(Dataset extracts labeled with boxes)

+++

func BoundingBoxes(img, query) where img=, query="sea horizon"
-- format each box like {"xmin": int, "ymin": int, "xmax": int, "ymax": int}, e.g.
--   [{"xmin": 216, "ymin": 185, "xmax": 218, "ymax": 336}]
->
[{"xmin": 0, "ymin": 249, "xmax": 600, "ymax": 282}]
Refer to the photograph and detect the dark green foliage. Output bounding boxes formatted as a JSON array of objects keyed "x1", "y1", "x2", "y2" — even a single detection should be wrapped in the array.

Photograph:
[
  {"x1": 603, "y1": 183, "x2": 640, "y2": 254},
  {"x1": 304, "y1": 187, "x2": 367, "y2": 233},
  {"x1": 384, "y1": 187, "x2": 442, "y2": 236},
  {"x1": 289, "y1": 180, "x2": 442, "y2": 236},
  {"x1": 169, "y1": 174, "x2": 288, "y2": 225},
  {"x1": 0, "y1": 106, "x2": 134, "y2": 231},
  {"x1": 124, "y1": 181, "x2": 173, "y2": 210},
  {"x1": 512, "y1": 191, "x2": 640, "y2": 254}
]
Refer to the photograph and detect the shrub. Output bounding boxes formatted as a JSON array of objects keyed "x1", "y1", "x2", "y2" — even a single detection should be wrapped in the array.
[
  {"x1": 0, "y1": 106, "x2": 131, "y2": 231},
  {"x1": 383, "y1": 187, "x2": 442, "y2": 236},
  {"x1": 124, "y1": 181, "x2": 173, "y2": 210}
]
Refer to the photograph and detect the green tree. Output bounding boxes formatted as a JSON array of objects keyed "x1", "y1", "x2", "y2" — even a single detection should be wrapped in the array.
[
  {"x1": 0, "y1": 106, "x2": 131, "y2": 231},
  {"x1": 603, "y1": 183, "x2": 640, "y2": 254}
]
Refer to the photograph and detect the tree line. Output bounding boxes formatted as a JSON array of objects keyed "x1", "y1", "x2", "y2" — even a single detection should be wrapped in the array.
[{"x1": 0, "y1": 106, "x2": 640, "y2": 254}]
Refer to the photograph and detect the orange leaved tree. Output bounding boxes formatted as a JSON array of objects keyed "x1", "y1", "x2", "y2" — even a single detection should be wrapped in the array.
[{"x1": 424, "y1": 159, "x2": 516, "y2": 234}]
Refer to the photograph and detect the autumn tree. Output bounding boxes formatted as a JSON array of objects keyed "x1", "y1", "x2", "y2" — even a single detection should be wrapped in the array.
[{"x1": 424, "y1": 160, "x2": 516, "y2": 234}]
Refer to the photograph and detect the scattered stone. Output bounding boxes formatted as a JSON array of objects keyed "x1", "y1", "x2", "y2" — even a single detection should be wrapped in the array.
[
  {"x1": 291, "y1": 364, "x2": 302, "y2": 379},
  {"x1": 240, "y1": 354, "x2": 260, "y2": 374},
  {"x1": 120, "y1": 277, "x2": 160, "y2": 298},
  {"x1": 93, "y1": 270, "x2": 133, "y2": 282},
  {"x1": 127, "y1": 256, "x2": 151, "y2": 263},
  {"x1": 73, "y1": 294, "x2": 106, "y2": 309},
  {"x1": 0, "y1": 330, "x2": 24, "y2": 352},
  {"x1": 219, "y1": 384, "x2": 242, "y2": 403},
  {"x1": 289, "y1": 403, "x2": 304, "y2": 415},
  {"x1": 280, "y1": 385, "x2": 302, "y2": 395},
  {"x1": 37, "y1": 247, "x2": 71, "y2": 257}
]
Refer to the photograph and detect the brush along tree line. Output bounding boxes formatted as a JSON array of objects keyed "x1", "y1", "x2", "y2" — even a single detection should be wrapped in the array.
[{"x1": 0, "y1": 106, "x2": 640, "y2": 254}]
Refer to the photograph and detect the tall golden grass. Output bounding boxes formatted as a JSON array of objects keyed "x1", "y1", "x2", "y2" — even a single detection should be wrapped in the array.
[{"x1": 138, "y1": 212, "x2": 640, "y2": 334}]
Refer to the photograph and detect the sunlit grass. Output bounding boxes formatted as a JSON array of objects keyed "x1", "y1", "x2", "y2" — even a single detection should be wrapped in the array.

+++

▶ _WHAT IS ASKED_
Reproduce the entire listing above, swapping each occurrence of "detect the" for "locate the" and leaving everything else unchanged.

▶ _TASK SOLUTION_
func BoundingBoxes(img, query) where img=, query="sea horizon"
-- format each box like {"xmin": int, "ymin": int, "xmax": int, "ymax": int}, e.g.
--   [{"xmin": 216, "ymin": 185, "xmax": 218, "ymax": 336}]
->
[{"xmin": 0, "ymin": 249, "xmax": 600, "ymax": 282}]
Refer to the photograph and locate the dark green foliage. Output bounding boxes formatted as a JSON array of objects keyed "x1", "y1", "x2", "y2" — even a single detection should be wrapped in the array.

Photograph:
[
  {"x1": 603, "y1": 183, "x2": 640, "y2": 254},
  {"x1": 304, "y1": 187, "x2": 367, "y2": 233},
  {"x1": 384, "y1": 187, "x2": 442, "y2": 236},
  {"x1": 289, "y1": 180, "x2": 442, "y2": 236},
  {"x1": 169, "y1": 174, "x2": 288, "y2": 225},
  {"x1": 0, "y1": 106, "x2": 134, "y2": 231},
  {"x1": 124, "y1": 181, "x2": 173, "y2": 210},
  {"x1": 512, "y1": 191, "x2": 640, "y2": 254}
]
Refer to the photograph and locate the shrub. Output bounding boxes formatted as a JSON array of objects keyed "x1", "y1", "x2", "y2" — even a single detection should be wrapped in the array.
[
  {"x1": 0, "y1": 106, "x2": 131, "y2": 231},
  {"x1": 383, "y1": 187, "x2": 442, "y2": 236},
  {"x1": 124, "y1": 181, "x2": 173, "y2": 210}
]
Refer to the photograph and locate the green tree. Output bounding boxes formatted as a JSON array of objects keyed "x1", "y1", "x2", "y2" — even a single detection should be wrapped in the array.
[
  {"x1": 0, "y1": 106, "x2": 131, "y2": 231},
  {"x1": 603, "y1": 183, "x2": 640, "y2": 254}
]
Refer to the photograph and locate the tree line. Output bounding boxes formatted as a JSON array of objects keyed "x1", "y1", "x2", "y2" — even a single detection should be wrapped in the array.
[{"x1": 0, "y1": 106, "x2": 640, "y2": 254}]
Refer to the photograph and locate the orange leaved tree. Output bounding boxes formatted as a JSON array of objects keyed "x1", "y1", "x2", "y2" — even a single detection should be wrapped in the array.
[{"x1": 424, "y1": 159, "x2": 516, "y2": 234}]
Refer to the photograph and locate the autumn tree. Output bounding boxes formatted as a JSON array of objects keyed "x1", "y1", "x2", "y2" — even a single detection should be wrapped in the array.
[{"x1": 424, "y1": 160, "x2": 516, "y2": 234}]
Refer to the photograph and locate the scattered stone. Output bounding boxes formatted as a JSON array of objects keyed "x1", "y1", "x2", "y2" — even a single detection should be wrapped in the array.
[
  {"x1": 291, "y1": 364, "x2": 302, "y2": 379},
  {"x1": 240, "y1": 354, "x2": 260, "y2": 374},
  {"x1": 120, "y1": 277, "x2": 160, "y2": 298},
  {"x1": 93, "y1": 270, "x2": 133, "y2": 282},
  {"x1": 127, "y1": 256, "x2": 151, "y2": 263},
  {"x1": 73, "y1": 294, "x2": 106, "y2": 309},
  {"x1": 0, "y1": 330, "x2": 24, "y2": 352},
  {"x1": 219, "y1": 384, "x2": 242, "y2": 403},
  {"x1": 289, "y1": 403, "x2": 304, "y2": 415},
  {"x1": 280, "y1": 385, "x2": 302, "y2": 395},
  {"x1": 37, "y1": 247, "x2": 71, "y2": 257}
]
Refer to the photograph and locate the brush along tree line. Output bounding boxes formatted as a JSON array of objects keyed "x1", "y1", "x2", "y2" — even a single detection should be wrapped in the array.
[{"x1": 0, "y1": 106, "x2": 640, "y2": 254}]
Refer to the photograph and locate the tall golden grass. Output bounding boxes formatted as a JSON array of objects keyed "x1", "y1", "x2", "y2" — even a single detection should be wrapped in the array.
[{"x1": 138, "y1": 212, "x2": 640, "y2": 334}]
Refer to the photograph and locate the sunlit grass. Output bounding boxes formatted as a JSON array of objects keyed "x1", "y1", "x2", "y2" — even a single detection should be wrapped in the array.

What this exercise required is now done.